● Extract to read:
BEGIN

Try as I may, I fail to find much convincing argument on the Internet currently to support Barack Obama’s pledge to impose a windfall profits tax on big oil. To the contrary, the blogosphere is filled with augments against it (good work McCain supporters). But Obama’s opponent this year isn’t making much economic sense either by advocating a federal gas tax holiday. So, why are they both making these kinds of promises? They are doing so because these things resonate with the voters, and the voters are very much in a populist mood this year. Only 47 percent of Americans are against nationalizing our oil companies, which most other nations have already done, oil being such a basic commodity to the livlihood and social welfare of a nation’s people.

A June 14th Rasmussen Report poll found that only 36 percent of voters believe that a windfall profits tax on big oil would cause fuel prices to go up. The rest, less 23 percent who said that they were not sure, said that prices would either go down or that they would stay the same. So, while the tax idea may be a loser in terms of offering a near-term solution to higher prices, it’s not necessary a looser politically, unless McCain supporters can successfully educate voters to the contrary before November.  Nor is the tax necessarily a looser in terms of contributing to a long-term solution. The same Rasmussen Report poll found that 76 percent of Americans believe that new energy technology developments are more likely to solve the problem than anything else, and the majority polled said that, given sufficient investment, private industry would be far more likely to succeed at this than government research programs.

Okay, you say, but you don’t believe in polls. Well, I do. I believe that, collectively, Americans are not dumb. It’s called, government of, by and for the people, not just for stockholders, but for people who must borrow from Peter to pay Paul on a monthly basis just to keep food on the table and their kids in school.

Now we get into the arguments about whether big oil’s profits are truly excessive and whether big oil is or is not already investing substantially in alternative energy technologies.

Exxon Mobil, the world’s largest oil company, reported last quarter a profit of $10.9 billion, up 17 percent from a year before. It was the second-most-lucrative quarter in the company’s history, after the record $11.7 billion pocketed in the previous three months. Chevron reported profit of $5.2 billion, up almost 10 percent from a year earlier. Europe’s Royal Dutch Shell said its quarterly profit jumped 25 percent to a record $9.1 billion, while British Petroleum said its profit soared 63 percent to a record $7.6 billion. Earlier, ConocoPhillips said its profit rose 17 percent to $4.1 billion, and Occidental Petroleum said its profit climbed 50 percent to a record $1.8 billion. But, is any of this excessive? What is a fair and reasonable profit? Should government ever set limits on how successful corporations can be in terms of profit, and should we not be able to compel businesses, by legislation, to act responsibly?  All these questions are in the realm of normative economics, so the answers tend to be subjective. 

Most of us would agree that 10 percent profit is fair and reason- able… but twice that much – seven times that much, especially when the average Joe can’t afford enough gas to just commute back and forth to work? Forget about that summer trip this year, kids. No wonder Americans are outraged. Even John McCain is outraged. On May 5, while campaigning in North Carolina, McCain said that he was willing to consider the windfall profits tax too. “I don’t like obscene profits being made anywhere,” McCain said, “I’d be glad to look not just at the windfall profits tax, that’s not what bothers me, but we should look at any incentives that we are giving to people – or industries or corporations – that are distorting the markets.”

END

● Entries provided:
BEGIN

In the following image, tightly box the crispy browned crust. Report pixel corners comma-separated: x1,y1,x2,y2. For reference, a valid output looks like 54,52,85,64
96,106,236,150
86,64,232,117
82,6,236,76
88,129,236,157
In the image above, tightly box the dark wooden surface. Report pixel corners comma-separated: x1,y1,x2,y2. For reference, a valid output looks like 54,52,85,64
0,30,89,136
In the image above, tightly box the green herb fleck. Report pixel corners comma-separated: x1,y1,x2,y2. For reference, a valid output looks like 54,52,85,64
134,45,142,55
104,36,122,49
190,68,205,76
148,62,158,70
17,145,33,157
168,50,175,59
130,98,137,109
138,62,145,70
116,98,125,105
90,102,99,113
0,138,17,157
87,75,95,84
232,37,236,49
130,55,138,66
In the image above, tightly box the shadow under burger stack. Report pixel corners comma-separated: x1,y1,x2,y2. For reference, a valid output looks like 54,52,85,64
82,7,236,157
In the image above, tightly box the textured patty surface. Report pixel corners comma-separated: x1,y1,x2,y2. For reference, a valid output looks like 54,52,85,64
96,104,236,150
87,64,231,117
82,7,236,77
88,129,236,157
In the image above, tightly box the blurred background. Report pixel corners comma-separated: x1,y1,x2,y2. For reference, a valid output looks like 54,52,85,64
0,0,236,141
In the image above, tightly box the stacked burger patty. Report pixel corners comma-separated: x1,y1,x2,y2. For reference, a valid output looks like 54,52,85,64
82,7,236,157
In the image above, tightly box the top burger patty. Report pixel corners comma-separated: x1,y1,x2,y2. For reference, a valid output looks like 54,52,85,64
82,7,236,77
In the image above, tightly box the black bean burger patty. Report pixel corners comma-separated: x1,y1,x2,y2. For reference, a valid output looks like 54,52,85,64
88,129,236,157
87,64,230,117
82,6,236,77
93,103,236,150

END

● Problems:
(1) In the article on the oil windfall profits tax, what share of voters in the June 14th Rasmussen Report poll believed the tax would cause fuel prices to go up?
(2) Extend the article on the oil windfall profits tax, picking up right after its final paragraph.
The listing plays no part in this work.

● Results by task:
(1) 36 percent.

(2)
On the score card for investments in alternative energy tech- nologies by U.S. oil companies, it seems to me that the picture is more objective. Speaking at a Houston energy conference last year, Exxon Mobil chairman and CEO Rex Tillerson said, “I don’t know much about farming, I’m not an expert on biofuels, and there’s not a lot of technology I can add to moonshine. There is really nothing we can bring to that whole issue. We don’t see a direct role for ourselves with today’s technology.” Obviously, he and the second largest corporation in the world after WalMart, are more interested in near term profits than into long term sustain- ability. Long term? Hey, that’s my grandkids we’re talking about now!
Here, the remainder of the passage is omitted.